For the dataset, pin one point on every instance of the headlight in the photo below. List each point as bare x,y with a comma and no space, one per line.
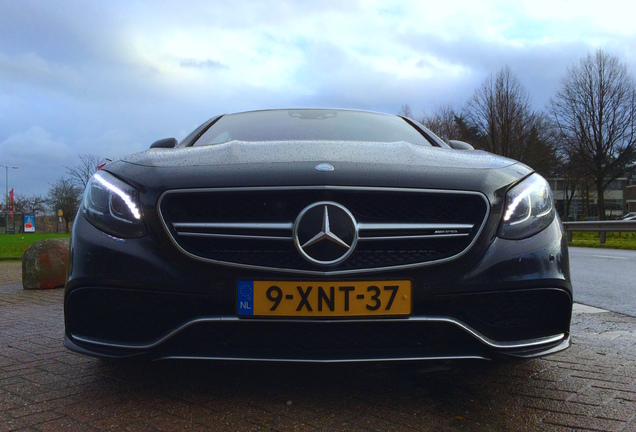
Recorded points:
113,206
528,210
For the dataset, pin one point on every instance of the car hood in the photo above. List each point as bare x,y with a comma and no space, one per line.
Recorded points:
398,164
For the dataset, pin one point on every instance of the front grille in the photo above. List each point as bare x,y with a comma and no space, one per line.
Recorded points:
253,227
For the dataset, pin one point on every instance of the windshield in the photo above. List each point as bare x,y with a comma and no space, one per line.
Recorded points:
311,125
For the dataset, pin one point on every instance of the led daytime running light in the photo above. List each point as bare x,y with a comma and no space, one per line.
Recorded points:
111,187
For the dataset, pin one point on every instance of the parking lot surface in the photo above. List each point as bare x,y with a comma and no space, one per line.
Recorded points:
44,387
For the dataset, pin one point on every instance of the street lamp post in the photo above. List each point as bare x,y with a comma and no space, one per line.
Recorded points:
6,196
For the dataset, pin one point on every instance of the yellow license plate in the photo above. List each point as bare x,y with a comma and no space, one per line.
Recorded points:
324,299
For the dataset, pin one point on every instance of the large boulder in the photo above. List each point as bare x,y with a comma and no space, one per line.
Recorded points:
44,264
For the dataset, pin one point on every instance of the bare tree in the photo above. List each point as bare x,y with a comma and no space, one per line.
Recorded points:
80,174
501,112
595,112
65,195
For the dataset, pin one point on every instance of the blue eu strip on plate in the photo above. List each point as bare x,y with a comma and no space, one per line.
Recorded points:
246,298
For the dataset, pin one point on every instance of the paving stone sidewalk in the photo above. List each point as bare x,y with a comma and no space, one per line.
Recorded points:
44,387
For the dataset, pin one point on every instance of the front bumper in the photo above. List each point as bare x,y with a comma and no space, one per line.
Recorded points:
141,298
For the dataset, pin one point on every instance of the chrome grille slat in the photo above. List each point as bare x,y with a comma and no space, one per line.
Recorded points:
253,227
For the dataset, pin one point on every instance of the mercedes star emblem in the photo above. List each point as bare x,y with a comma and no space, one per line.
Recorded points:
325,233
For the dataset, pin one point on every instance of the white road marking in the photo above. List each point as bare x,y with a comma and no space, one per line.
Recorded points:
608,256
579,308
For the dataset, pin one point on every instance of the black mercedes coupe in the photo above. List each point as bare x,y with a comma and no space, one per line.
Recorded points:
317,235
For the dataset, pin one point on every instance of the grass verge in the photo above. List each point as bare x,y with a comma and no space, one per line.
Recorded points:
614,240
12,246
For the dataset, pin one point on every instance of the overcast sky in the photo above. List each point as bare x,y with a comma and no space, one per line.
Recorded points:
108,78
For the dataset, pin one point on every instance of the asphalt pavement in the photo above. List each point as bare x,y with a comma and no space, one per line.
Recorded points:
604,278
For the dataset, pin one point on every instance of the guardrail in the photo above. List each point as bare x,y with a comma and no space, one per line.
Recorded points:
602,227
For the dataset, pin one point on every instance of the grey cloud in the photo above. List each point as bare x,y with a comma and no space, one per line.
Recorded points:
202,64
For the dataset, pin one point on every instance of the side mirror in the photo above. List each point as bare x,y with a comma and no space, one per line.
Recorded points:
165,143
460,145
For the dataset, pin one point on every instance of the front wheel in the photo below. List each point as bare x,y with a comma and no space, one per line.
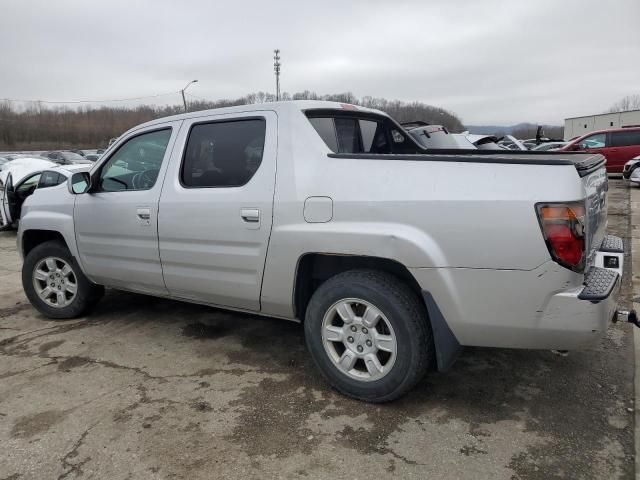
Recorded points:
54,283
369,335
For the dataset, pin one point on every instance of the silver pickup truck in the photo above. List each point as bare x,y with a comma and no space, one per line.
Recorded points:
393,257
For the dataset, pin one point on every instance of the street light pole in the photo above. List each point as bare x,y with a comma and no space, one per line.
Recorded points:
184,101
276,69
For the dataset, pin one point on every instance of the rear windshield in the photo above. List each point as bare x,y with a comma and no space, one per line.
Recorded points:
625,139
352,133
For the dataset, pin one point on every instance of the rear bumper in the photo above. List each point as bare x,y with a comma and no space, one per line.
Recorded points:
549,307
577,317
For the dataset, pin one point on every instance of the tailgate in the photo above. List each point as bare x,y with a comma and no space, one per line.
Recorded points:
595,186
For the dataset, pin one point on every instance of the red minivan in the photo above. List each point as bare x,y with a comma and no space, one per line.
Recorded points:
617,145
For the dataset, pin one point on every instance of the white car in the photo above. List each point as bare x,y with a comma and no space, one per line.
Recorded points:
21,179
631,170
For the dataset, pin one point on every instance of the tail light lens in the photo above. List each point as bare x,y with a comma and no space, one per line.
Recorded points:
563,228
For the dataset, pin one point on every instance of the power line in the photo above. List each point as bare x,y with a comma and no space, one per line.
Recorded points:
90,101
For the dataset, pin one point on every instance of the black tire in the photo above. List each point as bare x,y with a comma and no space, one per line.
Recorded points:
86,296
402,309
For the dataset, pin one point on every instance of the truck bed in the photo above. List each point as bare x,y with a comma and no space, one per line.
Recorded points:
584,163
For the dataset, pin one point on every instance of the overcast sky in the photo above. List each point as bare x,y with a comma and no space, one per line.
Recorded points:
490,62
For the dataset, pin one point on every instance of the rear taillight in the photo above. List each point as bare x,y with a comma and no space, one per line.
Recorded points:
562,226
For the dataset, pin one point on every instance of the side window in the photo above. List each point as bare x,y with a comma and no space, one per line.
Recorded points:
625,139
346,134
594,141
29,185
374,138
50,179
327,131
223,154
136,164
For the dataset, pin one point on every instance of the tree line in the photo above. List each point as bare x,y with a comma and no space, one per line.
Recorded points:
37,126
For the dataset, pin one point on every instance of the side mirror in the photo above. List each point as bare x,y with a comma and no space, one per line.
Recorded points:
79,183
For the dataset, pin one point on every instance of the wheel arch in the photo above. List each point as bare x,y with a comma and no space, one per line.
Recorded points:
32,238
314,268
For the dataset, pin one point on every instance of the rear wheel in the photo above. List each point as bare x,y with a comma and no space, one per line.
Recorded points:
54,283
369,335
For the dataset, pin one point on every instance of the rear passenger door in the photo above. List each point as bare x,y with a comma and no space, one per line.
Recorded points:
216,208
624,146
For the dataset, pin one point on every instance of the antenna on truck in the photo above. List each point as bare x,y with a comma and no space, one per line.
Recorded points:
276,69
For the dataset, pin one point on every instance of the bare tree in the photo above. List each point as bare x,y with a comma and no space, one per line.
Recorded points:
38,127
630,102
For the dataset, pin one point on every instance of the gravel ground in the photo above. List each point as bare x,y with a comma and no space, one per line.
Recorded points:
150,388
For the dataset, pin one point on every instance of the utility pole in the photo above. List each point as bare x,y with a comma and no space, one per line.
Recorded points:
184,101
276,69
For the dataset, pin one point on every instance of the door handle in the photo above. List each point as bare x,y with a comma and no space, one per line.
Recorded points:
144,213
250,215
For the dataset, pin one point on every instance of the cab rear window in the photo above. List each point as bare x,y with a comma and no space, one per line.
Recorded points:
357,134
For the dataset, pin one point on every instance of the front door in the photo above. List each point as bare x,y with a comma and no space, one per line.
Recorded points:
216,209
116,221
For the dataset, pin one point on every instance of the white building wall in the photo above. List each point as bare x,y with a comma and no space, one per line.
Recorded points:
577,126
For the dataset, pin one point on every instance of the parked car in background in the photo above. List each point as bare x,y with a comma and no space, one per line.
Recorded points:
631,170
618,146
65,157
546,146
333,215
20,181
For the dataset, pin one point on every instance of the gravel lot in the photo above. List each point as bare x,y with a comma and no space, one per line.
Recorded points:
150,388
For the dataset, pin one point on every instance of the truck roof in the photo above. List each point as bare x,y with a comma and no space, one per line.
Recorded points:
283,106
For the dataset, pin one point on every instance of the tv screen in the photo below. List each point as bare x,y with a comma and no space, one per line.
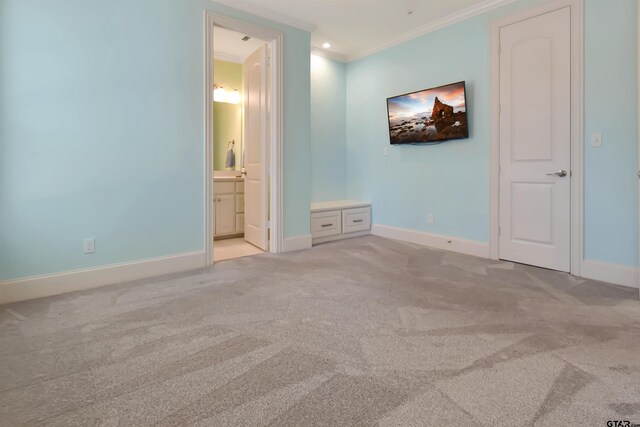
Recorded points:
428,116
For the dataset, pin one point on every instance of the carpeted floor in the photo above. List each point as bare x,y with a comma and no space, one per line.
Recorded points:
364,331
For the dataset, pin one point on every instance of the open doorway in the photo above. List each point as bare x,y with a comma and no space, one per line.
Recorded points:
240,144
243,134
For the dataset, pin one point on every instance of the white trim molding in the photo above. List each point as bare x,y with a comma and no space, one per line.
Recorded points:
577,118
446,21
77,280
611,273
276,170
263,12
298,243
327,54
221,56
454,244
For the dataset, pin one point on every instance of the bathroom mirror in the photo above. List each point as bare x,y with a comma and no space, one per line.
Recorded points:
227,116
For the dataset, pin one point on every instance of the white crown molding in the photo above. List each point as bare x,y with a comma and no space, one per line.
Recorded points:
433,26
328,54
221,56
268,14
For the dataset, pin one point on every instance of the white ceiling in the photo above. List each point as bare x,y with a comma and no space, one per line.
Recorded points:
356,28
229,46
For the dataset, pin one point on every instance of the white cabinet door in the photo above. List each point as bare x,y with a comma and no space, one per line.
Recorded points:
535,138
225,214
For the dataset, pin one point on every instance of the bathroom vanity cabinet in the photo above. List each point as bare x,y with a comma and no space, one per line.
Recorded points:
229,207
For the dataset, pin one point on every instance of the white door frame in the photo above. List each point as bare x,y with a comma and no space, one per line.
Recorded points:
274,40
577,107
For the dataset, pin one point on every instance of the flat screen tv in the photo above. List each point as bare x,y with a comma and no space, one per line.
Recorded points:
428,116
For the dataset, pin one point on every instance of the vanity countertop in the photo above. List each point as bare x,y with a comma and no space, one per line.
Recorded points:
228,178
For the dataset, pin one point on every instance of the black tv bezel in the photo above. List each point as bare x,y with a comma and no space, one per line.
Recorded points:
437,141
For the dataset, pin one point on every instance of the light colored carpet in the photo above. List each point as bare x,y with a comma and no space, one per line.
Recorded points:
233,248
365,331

⁂

## The request
Quote the lines of the listing above that run from the line with "the bathroom vanity" through its last line, both included, and nothing else.

## Solution to the problem
For the dataset, pin one point on every instance of the bathroom vanity cabinet in the photo above. List each point as bare x,y with a comma and no space, one per line.
Recorded points:
229,207
For the dataset, pin one point on every instance of the white door frame in the photo above. List each point as bare x,y with a comma and no space, one per line.
Recorded points:
274,40
577,107
For the dataset, pin one point on every instance of the flat screen tv in the photo above. List each point as bare x,y with a comma and no space, one per line.
Recorded points:
428,116
For the dataset, pin one point on every instance of the vanity countertop in the photo above. List each point as bare x,y with a comma and no space, one per line.
Recorded points:
228,178
For the dataset, pin one point on every instance of the black tv bezel in the photo above. List each point as bare x,y with a comma and no space, one per line.
Recorded points:
437,141
For the dataset, pin one point on every instance of the light colored carpet in the photo above. List each point as bare x,y with a comma and no space, one per line.
Recorded points:
233,248
365,331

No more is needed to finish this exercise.